Short task —
Start at the line containing "For this drill the class indicates the green" and transcribe every line exactly through the end of the records below, and only those lines.

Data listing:

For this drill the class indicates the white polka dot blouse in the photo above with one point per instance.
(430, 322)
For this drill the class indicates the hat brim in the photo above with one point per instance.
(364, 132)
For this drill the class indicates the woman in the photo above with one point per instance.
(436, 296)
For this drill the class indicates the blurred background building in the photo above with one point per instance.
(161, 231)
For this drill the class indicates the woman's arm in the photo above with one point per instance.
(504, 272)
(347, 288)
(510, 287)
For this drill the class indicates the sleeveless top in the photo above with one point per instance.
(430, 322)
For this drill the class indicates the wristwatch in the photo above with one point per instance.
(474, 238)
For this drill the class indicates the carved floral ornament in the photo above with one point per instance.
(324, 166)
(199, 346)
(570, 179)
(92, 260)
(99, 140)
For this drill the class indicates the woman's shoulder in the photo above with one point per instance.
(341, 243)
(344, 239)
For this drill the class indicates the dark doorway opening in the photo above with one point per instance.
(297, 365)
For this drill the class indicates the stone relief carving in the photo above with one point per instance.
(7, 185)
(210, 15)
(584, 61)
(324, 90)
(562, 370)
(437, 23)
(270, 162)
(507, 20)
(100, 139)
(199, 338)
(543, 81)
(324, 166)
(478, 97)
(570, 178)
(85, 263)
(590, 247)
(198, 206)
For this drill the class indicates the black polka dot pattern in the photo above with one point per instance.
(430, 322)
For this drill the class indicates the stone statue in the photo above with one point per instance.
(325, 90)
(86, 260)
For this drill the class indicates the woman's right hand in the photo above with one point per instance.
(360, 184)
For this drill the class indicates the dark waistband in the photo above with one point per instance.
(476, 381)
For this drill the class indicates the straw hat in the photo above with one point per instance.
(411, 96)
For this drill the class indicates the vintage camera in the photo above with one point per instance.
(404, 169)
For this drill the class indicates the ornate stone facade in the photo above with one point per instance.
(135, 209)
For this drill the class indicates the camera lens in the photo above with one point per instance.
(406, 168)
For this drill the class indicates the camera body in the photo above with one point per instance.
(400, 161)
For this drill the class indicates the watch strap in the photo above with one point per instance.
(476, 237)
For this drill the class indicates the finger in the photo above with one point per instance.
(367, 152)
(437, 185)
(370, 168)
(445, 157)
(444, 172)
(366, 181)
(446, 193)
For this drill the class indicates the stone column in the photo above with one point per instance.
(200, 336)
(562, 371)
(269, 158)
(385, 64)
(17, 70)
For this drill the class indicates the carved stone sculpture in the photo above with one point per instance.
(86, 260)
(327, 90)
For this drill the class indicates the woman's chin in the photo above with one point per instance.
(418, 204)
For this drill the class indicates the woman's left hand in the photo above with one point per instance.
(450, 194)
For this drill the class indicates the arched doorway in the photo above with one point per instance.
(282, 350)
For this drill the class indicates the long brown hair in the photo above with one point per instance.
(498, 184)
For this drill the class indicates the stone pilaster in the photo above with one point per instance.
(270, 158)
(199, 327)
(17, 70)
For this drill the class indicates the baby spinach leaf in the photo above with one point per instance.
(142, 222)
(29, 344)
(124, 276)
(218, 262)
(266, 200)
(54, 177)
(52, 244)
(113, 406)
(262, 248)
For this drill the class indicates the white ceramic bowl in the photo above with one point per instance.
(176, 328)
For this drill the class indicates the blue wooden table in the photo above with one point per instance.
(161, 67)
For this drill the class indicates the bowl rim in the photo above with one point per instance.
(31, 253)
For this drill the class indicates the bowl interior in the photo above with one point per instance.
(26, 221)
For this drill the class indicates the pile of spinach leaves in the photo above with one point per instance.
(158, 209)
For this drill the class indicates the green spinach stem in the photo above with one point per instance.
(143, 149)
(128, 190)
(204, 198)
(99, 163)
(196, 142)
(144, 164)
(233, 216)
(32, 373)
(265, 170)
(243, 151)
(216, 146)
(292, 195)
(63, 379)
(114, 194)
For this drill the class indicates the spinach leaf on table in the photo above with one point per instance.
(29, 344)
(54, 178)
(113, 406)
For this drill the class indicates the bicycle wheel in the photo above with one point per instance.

The solution —
For this drill the class indicates the green spinach stem in the photo above with one point per instance.
(143, 149)
(128, 190)
(204, 198)
(99, 163)
(196, 142)
(144, 164)
(233, 216)
(32, 373)
(265, 170)
(243, 151)
(216, 146)
(292, 195)
(63, 379)
(114, 194)
For this drill the class indicates the spinach leaf on table in the photo above with one point per instance.
(29, 344)
(54, 178)
(113, 406)
For this drill the class indicates the bicycle wheel in the photo above with one point per instance.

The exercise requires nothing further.